▶ **TASK STATEMENT**:
Leave out the pictures and repeat every record exactly.

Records
_____

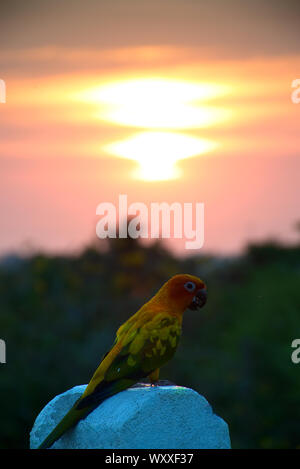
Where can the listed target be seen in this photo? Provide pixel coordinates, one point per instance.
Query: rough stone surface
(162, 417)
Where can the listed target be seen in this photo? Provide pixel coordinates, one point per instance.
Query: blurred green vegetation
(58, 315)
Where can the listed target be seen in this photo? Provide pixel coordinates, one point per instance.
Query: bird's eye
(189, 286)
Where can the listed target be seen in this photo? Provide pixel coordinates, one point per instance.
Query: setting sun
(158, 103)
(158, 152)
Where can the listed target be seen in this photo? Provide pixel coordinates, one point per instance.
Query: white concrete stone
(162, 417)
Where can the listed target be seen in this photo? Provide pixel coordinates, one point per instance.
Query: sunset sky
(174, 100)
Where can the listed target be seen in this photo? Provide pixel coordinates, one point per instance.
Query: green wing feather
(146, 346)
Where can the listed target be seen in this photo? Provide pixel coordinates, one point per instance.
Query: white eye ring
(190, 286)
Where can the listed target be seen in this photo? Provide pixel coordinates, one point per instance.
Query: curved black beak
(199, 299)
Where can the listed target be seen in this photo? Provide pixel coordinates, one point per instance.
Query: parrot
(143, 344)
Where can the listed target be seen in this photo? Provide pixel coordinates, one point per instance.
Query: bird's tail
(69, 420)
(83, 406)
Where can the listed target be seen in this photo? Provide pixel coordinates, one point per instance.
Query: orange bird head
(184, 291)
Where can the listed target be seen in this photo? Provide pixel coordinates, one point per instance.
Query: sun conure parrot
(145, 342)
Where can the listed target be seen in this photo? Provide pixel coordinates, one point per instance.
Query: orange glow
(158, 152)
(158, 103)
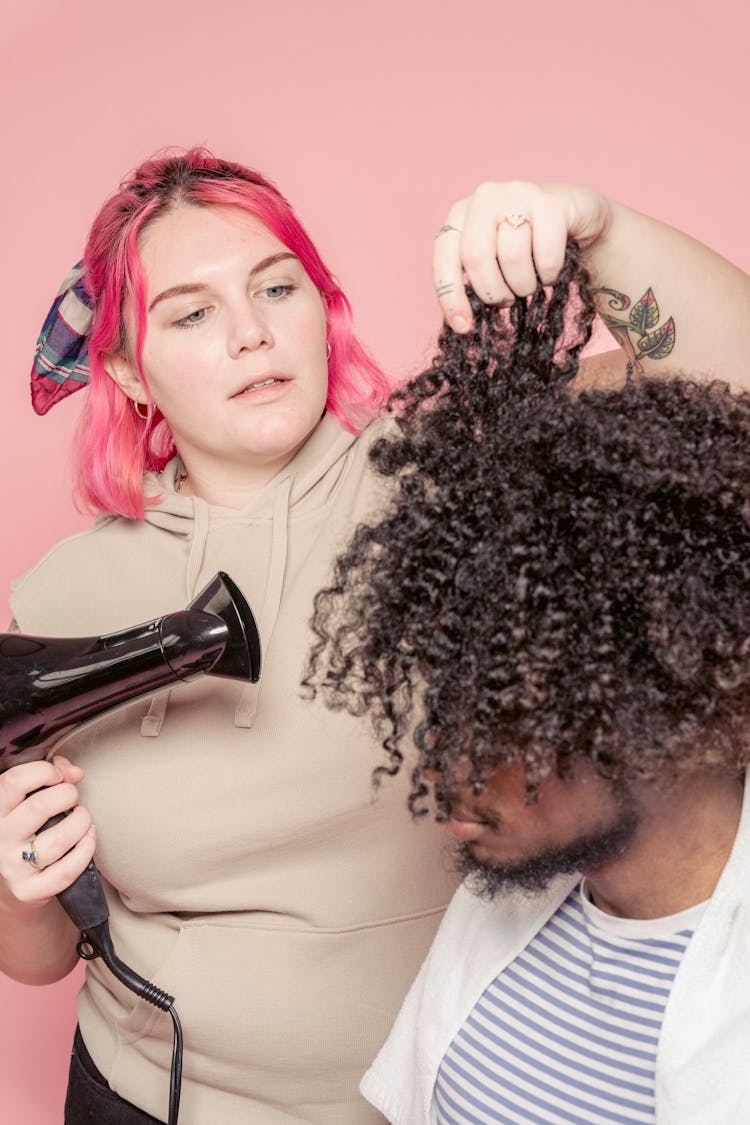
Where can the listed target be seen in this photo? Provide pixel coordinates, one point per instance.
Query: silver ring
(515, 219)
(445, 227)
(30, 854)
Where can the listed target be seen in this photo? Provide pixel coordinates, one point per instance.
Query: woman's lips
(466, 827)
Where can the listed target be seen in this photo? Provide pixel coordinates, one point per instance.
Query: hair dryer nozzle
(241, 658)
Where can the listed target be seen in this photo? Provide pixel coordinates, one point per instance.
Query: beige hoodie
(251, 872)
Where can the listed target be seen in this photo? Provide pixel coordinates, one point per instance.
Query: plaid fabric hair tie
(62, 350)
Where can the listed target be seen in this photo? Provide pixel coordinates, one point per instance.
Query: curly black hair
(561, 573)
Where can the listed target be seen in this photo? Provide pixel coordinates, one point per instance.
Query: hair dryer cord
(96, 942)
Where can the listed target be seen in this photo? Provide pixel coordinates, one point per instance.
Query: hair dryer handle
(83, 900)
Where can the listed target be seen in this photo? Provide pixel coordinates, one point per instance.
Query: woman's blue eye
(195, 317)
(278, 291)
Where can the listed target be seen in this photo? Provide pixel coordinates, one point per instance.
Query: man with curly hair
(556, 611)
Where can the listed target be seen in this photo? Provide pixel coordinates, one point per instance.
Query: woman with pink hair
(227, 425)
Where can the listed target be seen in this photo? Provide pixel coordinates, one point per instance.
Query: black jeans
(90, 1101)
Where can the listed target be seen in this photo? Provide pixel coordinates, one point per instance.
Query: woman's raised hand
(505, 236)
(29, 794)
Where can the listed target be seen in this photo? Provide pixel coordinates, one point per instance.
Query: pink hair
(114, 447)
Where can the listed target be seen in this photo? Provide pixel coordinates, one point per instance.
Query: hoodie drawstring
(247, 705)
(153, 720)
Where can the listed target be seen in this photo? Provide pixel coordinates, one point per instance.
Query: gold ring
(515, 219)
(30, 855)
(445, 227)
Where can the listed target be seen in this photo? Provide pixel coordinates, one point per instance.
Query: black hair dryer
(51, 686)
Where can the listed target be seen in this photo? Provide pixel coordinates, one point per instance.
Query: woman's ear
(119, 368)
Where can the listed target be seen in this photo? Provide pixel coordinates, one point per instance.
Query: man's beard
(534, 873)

_____

▶ **ANSWER TO THE PROBLEM**:
Where can the listed target be seen in this photo? Provide pixel coordinates, one point per instance.
Query: rough stone surface
(162, 417)
Where can the listed target be seen in this photo? Provide pixel coordinates, one point per instance.
Query: blurred green vegetation
(58, 315)
Where can the listed target be seen in this photo? Provide pixel coordinates, one point per instance.
Query: bird's eye
(189, 286)
Where can the listed target be seen in this photo? Provide pixel coordinates, one point per instance.
Query: setting sun
(158, 103)
(158, 152)
Where can the listed target be seen in this photo? Provide pixel coordinates, one point per instance.
Query: white concrete stone
(162, 417)
Where can the listed target be seen in this photo? Provide pixel coordinates, one point per instance.
Query: sunset sky
(174, 100)
Where can the listed target be seen in this photo? Provide pixel coordinates, one point per instance.
Query: green wing feather
(146, 346)
Where can the listed target be seen in this photo? Provide pixel coordinates, one point per instance.
Query: white eye ring
(190, 286)
Where can the listed target be seen in this photo? Provide pixel coordinates, one point per instance.
Query: curved black beak
(199, 299)
Where can the listed target be seen in this photo? Provide pixel coordinates, one point per instance.
Query: parrot
(143, 344)
Where can the listed target be seen in this photo? Provide pixel coordinates, one point per instance.
Query: bird's tail
(69, 420)
(83, 406)
Where can the listed target be seen in this photo? Provide pixel coordinates, one point per instance.
Query: orange bird head
(184, 291)
Where can the listed target be seen in this photo? Provide pixel coordinates, one point per instance.
Query: sun conure parrot
(145, 342)
Where can the listed target be seen in this photo? Provide pixel coordinates, one point per instance.
Query: orange glow
(158, 152)
(158, 103)
Where can the listed target be seen in this photo? Provide pixel coordinates, one point per instance.
Query: silver ring
(515, 219)
(445, 227)
(30, 854)
Where can the listed target be seen in this photo? Provide pixel coordinates, one point per instance.
Query: woman's lips
(466, 827)
Where can the listed target be seen in this photo? Provide pixel coordinates, one point per instance.
Query: hair dryer nozzle
(241, 658)
Where can the listed target be seen in this photo? Provide pixel coordinates, one point per instance.
Query: beige hoodie
(251, 872)
Where can the listed target be seen in this photo? Provide pixel coordinates, one point per instance.
Query: plaid fabric hair tie
(62, 350)
Where can the listed target be seen in this photo? Provide pixel coordinates, one point per instance.
Query: curly black hair
(561, 573)
Where can the listed target be seen in this photo? Provide pixel coordinates, one point per instance.
Query: hair dryer cord
(96, 942)
Where can the listed target be seen in this photo? Provide pixel coordinates, one point per instance.
Query: hair dryer handle
(83, 900)
Where can the listed target be seen in this photo? Provide pixel coordinates, one point per instance.
Query: woman's blue eye
(195, 317)
(278, 291)
Where can the listed target be seen in this photo? Provide pixel coordinates, one point per instance.
Query: man with curly hair
(556, 611)
Where can the listed target be seen in this photo? Provide pixel coordinates, one point per instance.
Query: woman with pink hair
(227, 425)
Where can the listed target be seen in this photo? Provide pixel coordinates, one point per instance.
Query: black jeans
(90, 1101)
Where can the listed target be seen in this photo? Provide pixel coordinates, one point per instance.
Query: woman's raised hand
(505, 236)
(29, 794)
Where can the listed target be seen in this photo? Provide pixel coordinates, one point per instance.
Query: pink hair
(114, 447)
Where can the listed target be seen in this photo? Provide pixel coordinates, one point per instance.
Query: hoodie drawstring
(247, 705)
(153, 720)
Where can the listed target be seen in this photo? Provide pixel coordinates, one point per instance.
Query: gold ring
(515, 219)
(30, 855)
(445, 227)
Where can the listed target be seen in this photo? Provide pixel coordinates, one point per instance.
Query: black hair dryer
(51, 686)
Where can the listed target be seen in this photo? Provide pixel coordinates, one point per instance.
Query: woman's ear
(119, 368)
Where can the listed target be seen in this photo? Provide pixel coordinates, one point per instance.
Query: man's beard
(534, 873)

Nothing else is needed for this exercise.